* **What you should do**
In the listing lines from the one containing "the green leaf?" through the one containing "[640,112,727,174]", both included, swap "region" for "area". Return only those lines, with everything else left unchanged.

* **Data extract**
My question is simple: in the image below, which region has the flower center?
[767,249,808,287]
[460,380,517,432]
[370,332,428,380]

* * *

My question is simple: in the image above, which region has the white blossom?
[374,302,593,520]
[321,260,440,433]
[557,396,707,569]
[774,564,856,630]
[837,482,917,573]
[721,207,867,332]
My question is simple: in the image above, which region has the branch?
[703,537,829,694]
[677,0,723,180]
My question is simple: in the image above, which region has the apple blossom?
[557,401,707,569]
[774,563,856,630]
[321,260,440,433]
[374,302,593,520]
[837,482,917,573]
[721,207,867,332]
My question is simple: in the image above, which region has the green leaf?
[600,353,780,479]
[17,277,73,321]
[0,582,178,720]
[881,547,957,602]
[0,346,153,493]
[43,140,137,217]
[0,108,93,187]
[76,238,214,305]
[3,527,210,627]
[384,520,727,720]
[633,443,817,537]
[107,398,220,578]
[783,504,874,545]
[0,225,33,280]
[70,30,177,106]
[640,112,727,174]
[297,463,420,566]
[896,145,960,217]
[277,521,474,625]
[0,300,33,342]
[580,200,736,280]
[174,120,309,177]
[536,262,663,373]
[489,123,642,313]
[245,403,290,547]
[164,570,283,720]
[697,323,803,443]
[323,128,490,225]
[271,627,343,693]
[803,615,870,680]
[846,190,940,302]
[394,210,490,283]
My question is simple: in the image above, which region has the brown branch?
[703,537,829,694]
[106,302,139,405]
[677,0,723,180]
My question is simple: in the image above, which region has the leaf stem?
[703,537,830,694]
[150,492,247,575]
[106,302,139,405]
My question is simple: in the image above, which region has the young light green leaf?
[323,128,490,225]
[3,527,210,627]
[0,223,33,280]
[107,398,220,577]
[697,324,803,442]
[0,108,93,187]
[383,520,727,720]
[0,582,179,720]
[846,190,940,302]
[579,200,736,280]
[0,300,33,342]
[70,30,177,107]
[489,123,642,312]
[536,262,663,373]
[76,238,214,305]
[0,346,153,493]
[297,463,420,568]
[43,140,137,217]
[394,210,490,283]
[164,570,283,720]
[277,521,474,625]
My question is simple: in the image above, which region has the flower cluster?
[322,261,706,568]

--

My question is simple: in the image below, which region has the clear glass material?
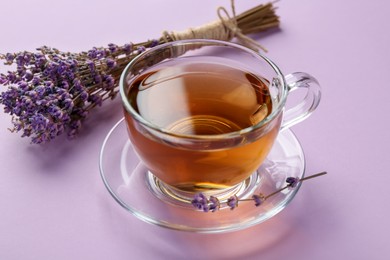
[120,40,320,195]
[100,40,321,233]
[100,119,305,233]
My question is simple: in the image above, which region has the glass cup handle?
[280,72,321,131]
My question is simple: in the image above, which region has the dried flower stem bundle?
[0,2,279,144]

* **Exercise response**
My question is simple: in the image above, which area has the green leaf?
[600,353,780,479]
[17,277,73,321]
[0,582,178,720]
[881,547,957,602]
[0,346,153,493]
[43,140,137,217]
[0,108,93,187]
[76,238,214,305]
[3,527,210,627]
[384,520,727,720]
[633,443,817,537]
[107,398,220,578]
[783,504,874,545]
[0,225,33,280]
[70,30,177,106]
[640,112,727,174]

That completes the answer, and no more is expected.